INSTRUCTIONS TO FOLLOW - Can you swap every "Wanted" in these items for "Requested", keep everything else the same, and leave out the pictures?

SUPPLIED RECORDS -
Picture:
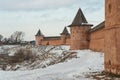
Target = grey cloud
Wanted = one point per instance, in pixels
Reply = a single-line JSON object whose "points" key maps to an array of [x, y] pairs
{"points": [[34, 4]]}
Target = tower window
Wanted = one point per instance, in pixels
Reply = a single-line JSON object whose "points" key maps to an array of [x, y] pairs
{"points": [[109, 8]]}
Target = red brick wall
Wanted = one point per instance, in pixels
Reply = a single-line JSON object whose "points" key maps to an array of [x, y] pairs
{"points": [[97, 40], [79, 37]]}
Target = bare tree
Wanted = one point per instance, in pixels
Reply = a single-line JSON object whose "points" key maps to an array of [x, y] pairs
{"points": [[16, 37], [1, 37]]}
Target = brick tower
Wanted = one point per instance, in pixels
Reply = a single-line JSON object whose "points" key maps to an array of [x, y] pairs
{"points": [[38, 38], [64, 35], [79, 32], [112, 36]]}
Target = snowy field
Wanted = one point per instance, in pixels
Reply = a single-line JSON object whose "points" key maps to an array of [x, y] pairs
{"points": [[86, 62]]}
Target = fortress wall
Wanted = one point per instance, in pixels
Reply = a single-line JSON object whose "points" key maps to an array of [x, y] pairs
{"points": [[68, 42], [97, 40]]}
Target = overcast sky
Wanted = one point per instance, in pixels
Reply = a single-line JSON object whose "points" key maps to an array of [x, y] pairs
{"points": [[50, 16]]}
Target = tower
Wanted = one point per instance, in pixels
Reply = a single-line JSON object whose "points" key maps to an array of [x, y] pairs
{"points": [[112, 36], [38, 37], [79, 32], [64, 36]]}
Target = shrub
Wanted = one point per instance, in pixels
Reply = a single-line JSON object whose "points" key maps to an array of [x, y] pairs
{"points": [[22, 55]]}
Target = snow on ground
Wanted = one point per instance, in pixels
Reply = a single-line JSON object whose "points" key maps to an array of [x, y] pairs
{"points": [[73, 69]]}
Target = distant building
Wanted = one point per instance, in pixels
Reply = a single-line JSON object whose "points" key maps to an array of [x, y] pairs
{"points": [[104, 37], [81, 35]]}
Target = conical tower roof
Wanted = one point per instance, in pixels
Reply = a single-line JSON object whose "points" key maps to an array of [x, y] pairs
{"points": [[79, 19], [39, 33], [65, 31]]}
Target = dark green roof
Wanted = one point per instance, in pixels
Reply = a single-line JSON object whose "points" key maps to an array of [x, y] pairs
{"points": [[79, 19]]}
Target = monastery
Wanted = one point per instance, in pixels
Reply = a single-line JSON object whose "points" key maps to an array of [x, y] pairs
{"points": [[81, 35], [103, 37]]}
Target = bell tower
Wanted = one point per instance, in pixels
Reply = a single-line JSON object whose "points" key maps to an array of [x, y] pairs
{"points": [[112, 36]]}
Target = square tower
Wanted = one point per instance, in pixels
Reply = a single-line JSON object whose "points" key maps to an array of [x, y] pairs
{"points": [[112, 36], [79, 32]]}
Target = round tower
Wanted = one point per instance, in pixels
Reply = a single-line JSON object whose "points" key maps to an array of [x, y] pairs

OUTPUT FOR THIS EXERCISE -
Picture:
Target = grey cloud
Requested = one point per instance, in pixels
Reply = a single-line JSON object whose "points" key maps to an array of [x, y] pairs
{"points": [[34, 4]]}
Target = tower window
Requested = one point per instance, in pixels
Reply = a single-line JSON object whose "points" key maps to an array of [x, y] pairs
{"points": [[109, 8]]}
Target = red brick wall
Requested = one point per instance, in pixels
Reply = a single-line JSON object whose "points" key maps to an array of [x, y] pairs
{"points": [[97, 40], [79, 37]]}
Target = bare tree
Requested = one point per instance, in pixels
Reply = a single-line JSON object whose "points" key maps to an array of [x, y] pairs
{"points": [[16, 37], [1, 37]]}
Target = brick tower
Requested = one point per instance, in pixels
Reply = a single-line JSON object whose "points" key maps to an array of [x, y] pairs
{"points": [[38, 38], [64, 35], [79, 32], [112, 36]]}
Target = snowy field
Requested = one point per instance, in pixels
Reply = a single-line JSON object whose "points" key maps to an array of [x, y] pairs
{"points": [[86, 62]]}
Target = fortress wall
Requested = one point per instance, in pixels
Reply = a single-line JSON object whose "points" key maps to an array of [x, y] pairs
{"points": [[68, 42], [97, 40]]}
Target = overcast sky
Requested = one point per instance, in pixels
Reply = a single-line JSON object whose "points" key maps to an array of [x, y] pairs
{"points": [[50, 16]]}
Target = tower
Requested = one point per instance, in pixels
Reply = a single-line JSON object whose "points" key maps to an array of [x, y] pairs
{"points": [[112, 36], [38, 37], [79, 32], [64, 36]]}
Target = shrub
Requested = one point per instance, in pixels
Reply = a single-line JSON object whose "points" key maps to an array of [x, y] pairs
{"points": [[22, 55]]}
Target = snow on ground
Requested = one point per instance, in pixels
Reply = a single-line JSON object whose "points" key maps to an array of [x, y] pairs
{"points": [[73, 69]]}
Target = distant building
Requested = one point per instance, in pixels
Reply = a single-line JSON object whose "points" key maps to an array of [x, y] pairs
{"points": [[104, 37], [81, 35]]}
Target = conical tower roof
Requested = one point per instance, in pixels
Reply = a single-line JSON object whose "points" key maps to an array of [x, y] pairs
{"points": [[79, 19], [39, 33], [65, 31]]}
Target = dark green roof
Requested = one point per instance, in pixels
Reply = a single-line JSON object whose "points" key maps to an array of [x, y] pairs
{"points": [[79, 19]]}
Target = monastery
Requested = one point per instance, in pixels
Reply = a single-line JSON object whose "points" key maps to an array of [x, y] pairs
{"points": [[81, 35], [103, 37]]}
Target = bell tower
Requested = one point per instance, in pixels
Reply = a single-line JSON object whose "points" key maps to an array of [x, y] pairs
{"points": [[112, 36]]}
Target = square tower
Requested = one point per instance, in pixels
Reply = a single-line JSON object whose "points" key maps to an array of [x, y] pairs
{"points": [[112, 36], [79, 32]]}
Target = round tower
Requested = one point per instance, in pixels
Reply = a single-line JSON object whose "points" key maps to an array of [x, y] pairs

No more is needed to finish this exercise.